WHAT THE TASK ASKS:
Every entry must appear in the output exactly as it does here.

INPUT MATERIAL:
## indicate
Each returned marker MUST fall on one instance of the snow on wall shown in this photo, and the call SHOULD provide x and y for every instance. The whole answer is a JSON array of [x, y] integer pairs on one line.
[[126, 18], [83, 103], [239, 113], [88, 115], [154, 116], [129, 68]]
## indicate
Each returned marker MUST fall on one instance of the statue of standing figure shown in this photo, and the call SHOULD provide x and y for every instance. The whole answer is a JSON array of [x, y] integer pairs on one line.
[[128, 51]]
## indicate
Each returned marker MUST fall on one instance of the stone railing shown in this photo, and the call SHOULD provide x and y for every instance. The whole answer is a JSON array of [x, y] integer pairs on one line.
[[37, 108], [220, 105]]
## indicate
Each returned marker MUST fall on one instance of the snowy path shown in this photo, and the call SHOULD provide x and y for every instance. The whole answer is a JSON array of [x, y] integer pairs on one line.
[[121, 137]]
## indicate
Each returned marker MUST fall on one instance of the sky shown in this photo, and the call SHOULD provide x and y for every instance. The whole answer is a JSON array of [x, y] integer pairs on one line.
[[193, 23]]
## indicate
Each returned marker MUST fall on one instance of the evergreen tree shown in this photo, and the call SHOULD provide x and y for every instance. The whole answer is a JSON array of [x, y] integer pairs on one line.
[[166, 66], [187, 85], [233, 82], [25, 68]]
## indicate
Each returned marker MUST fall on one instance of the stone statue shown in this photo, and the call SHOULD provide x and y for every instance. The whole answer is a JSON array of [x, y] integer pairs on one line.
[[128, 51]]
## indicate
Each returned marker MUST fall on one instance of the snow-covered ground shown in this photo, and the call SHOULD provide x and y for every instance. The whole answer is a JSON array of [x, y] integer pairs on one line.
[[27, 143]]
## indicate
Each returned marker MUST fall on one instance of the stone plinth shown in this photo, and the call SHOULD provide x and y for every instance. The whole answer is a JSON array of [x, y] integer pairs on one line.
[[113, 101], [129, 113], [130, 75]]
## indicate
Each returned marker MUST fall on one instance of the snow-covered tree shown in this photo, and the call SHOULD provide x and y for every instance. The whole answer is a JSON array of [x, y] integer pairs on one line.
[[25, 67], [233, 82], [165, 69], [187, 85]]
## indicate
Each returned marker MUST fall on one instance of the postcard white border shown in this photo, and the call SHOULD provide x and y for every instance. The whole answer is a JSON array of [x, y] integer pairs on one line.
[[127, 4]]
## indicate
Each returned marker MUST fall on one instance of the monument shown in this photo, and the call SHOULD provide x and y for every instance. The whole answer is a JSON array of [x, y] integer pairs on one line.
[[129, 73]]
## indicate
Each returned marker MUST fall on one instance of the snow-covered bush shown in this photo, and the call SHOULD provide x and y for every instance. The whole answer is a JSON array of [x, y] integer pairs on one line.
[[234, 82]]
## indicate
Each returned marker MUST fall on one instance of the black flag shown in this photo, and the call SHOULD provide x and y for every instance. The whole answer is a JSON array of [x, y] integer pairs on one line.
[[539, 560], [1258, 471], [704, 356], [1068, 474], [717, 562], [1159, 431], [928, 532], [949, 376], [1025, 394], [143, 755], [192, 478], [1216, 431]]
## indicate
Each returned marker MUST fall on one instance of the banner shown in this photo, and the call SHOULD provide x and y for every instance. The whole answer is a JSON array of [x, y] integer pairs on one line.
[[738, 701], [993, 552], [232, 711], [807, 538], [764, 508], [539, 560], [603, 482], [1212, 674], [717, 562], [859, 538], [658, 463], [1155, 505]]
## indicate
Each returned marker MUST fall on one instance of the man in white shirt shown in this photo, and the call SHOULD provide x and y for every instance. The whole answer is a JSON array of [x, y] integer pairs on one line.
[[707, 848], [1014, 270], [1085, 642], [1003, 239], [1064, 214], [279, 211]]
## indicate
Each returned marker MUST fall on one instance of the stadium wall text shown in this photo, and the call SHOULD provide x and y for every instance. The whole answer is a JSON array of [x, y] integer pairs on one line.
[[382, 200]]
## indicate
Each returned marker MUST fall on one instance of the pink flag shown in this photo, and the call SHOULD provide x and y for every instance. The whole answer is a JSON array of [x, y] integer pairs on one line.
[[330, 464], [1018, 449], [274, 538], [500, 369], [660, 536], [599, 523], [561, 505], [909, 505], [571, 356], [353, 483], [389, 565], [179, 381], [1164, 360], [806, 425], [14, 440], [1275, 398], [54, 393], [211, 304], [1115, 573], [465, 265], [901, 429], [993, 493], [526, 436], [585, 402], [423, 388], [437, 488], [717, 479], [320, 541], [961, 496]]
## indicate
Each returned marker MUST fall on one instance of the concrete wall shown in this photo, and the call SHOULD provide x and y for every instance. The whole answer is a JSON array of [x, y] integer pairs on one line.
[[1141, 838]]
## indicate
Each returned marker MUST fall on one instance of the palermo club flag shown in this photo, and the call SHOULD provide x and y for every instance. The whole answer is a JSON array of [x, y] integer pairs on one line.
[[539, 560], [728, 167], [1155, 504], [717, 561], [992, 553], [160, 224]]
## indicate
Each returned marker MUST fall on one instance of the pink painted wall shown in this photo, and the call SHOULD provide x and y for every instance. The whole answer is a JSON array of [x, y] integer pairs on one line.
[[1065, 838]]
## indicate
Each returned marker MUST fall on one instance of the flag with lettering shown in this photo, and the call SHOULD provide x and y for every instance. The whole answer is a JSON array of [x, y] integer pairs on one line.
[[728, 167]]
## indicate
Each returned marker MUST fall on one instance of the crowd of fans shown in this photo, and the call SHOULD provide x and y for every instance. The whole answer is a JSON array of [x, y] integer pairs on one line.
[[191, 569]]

REPLY TO THE EXERCISE:
## indicate
Each returned marker MUST fall on one instance of the snow on wall shown in this photo, and the call SHOULD provide x and y for every instance. The whole answer is a JSON array of [x, y] integer pairs on one line.
[[126, 18], [83, 103], [239, 113], [88, 115], [154, 116], [129, 68]]
## indicate
Each returned marker MUST fall on one instance of the statue of standing figure shown in this photo, and the call SHOULD provide x and y for every instance. The whole answer is a JSON array of [x, y] integer pairs on one line.
[[128, 51]]
## indicate
Each returned marker MUST fall on one instance of the stone railing shown in this photo, and the call SHOULD provide x and y for every instance. The whole answer is a JSON array of [x, y] integer pairs on one line.
[[37, 108], [220, 105]]
## indicate
Each returned marker MUST fall on one instance of the snowy path shown in this photo, and the call SHOULD provide x and y for every instance. The whole answer is a JSON array of [x, y] integer pairs on one line.
[[121, 137]]
## indicate
Each returned marker MUST fall on one instance of the sky shown in this photo, and the call SHOULD provide x and y for every instance. The whole answer is a JSON array of [x, y] integer pairs on one line.
[[193, 23]]
## indicate
Each returned marker MUST fall on one instance of the evergreen tree shown in this photo, and the call SHOULD provide x and y for every instance. The whole answer is a JSON array of [x, y] integer pairs on one line.
[[166, 66], [187, 85], [233, 82], [25, 68]]
## indicate
Each returned marker MUST fall on one instance of the stone statue shown in this photo, and the call SHOULD provide x and y for every instance. The whole answer is a JSON array of [x, y] integer pairs on one line.
[[128, 51]]
## indicate
Each returned marker MUST fall on one instance of the snow-covered ground shown in this photo, and the call SHOULD provide x and y for every instance. The whole answer is a JSON array of [x, y] integer pairs on one line.
[[27, 143]]
## indicate
Each returned marker MUST fall on one instance of the stone plinth shown in this photo, and the call SHOULD provide x and y for every instance. The whole answer is a JSON array of [x, y] integer pairs on one line.
[[113, 101], [129, 113], [130, 75]]
## indicate
Each returned marker MUST fall on one instance of the snow-covered tree shown in this photo, and the call SHOULD provide x and y for every instance. The whole answer is a JSON array of [x, y] integer pairs on one line.
[[25, 67], [233, 82], [165, 69], [187, 85]]
## indicate
Each returned marker MUST fall on one instance of the postcard white border shown in this photo, and the call SHOULD provide x and y for every instance. The whole answer is a JSON array of [x, y] integer pairs on one line.
[[127, 4]]
## indicate
Each returned marker MUST fall on one instance of the monument shown in this photo, and the call SHOULD provide x and y for every instance. The whole answer is a JSON array of [x, y] integer pairs on one line.
[[129, 73]]
## indicate
Each returned marker MUST fall on one instance of the snow-covered bush shown in this photo, and the call SHOULD provide x and y for every instance. The whole answer is a JSON array of [x, y] integer pairs on one line.
[[234, 82]]
## indicate
Each returned marker MUST fall on one instance of the black flag shown in this photo, and the call SHOULD provide x and y for every instance. The whole answer is a JSON array of [x, y] integer pairs on one line.
[[539, 560], [1258, 471], [704, 356], [1068, 474], [717, 562], [1159, 431], [928, 532], [949, 376], [1025, 394], [143, 755], [192, 478], [1216, 431]]
## indicate
Each returned marker MUST fall on one instance of the banner shown in this photo, and the call SHOULD provide x and y for every instance. The whole answer is a JSON array of [x, y] integer pairs on one line.
[[738, 701], [993, 552], [232, 711], [807, 538], [764, 508], [539, 560], [603, 482], [1212, 674], [717, 562], [859, 538], [658, 463], [1155, 505]]
## indicate
Each returned marker MUST fall on one instance of the man in white shirt shown in this photo, and the call SHOULD provide x and y for every instance. The whole answer is a JSON array of [x, y] integer pairs on one line.
[[707, 848], [1014, 270], [1085, 642], [1003, 239], [1064, 214], [279, 211]]
## indicate
Each returned marker MUST fall on one instance of the stadium wall text shown in this photo, and the call SHOULD provide x and y for every instance. The whole answer is a JSON array of [x, y] integer pairs on one line.
[[382, 200]]
## indicate
Each returned marker MUST fall on one instance of the pink flag shown in this photo, and the call SHOULD provide x and y for every instance. The whole answer is a JSON array of [x, y] integer pairs on one line.
[[330, 464], [1018, 449], [274, 538], [500, 369], [660, 536], [599, 523], [561, 505], [909, 505], [571, 356], [353, 483], [389, 565], [179, 381], [1164, 360], [806, 425], [14, 440], [1275, 398], [54, 393], [211, 304], [1115, 573], [465, 265], [901, 429], [993, 493], [526, 436], [585, 402], [423, 388], [437, 488], [717, 479], [320, 541], [961, 496]]
## indicate
Each returned marker MUST fall on one instance of the concrete wall shown in this photo, and the call SHOULD provide x and y for every instance. The whole answer is a JSON array of [x, y] integer pairs on one line.
[[1141, 838]]
## indicate
Each returned marker MUST fall on one instance of the palermo club flag shown in this photo, and the call SHOULD provide x and y for every instance. The whole answer is a JSON array of [x, y] integer pairs on one line.
[[539, 560], [728, 167], [1155, 504], [717, 561], [992, 553], [160, 224]]
## indicate
Each returned marker MUST fall on one instance of the pink painted wall shown in this photo, and the call SHOULD provide x and y for every instance. The whole answer is a JSON array of [x, y] integer pairs on one line.
[[1065, 838]]
## indicate
Each returned marker MUST fall on one instance of the flag with lettering shown in this photo, and the call SHOULD provide x and y for every instance. The whole answer is a JSON array of [x, y] integer pairs on one line.
[[728, 167]]
## indicate
Each returned marker MUST fall on one instance of the crowd of fans shown in this photo, and the call SHOULD provide x and y for every instance. The whole answer is a JSON array of [x, y] integer pairs on one line.
[[191, 569]]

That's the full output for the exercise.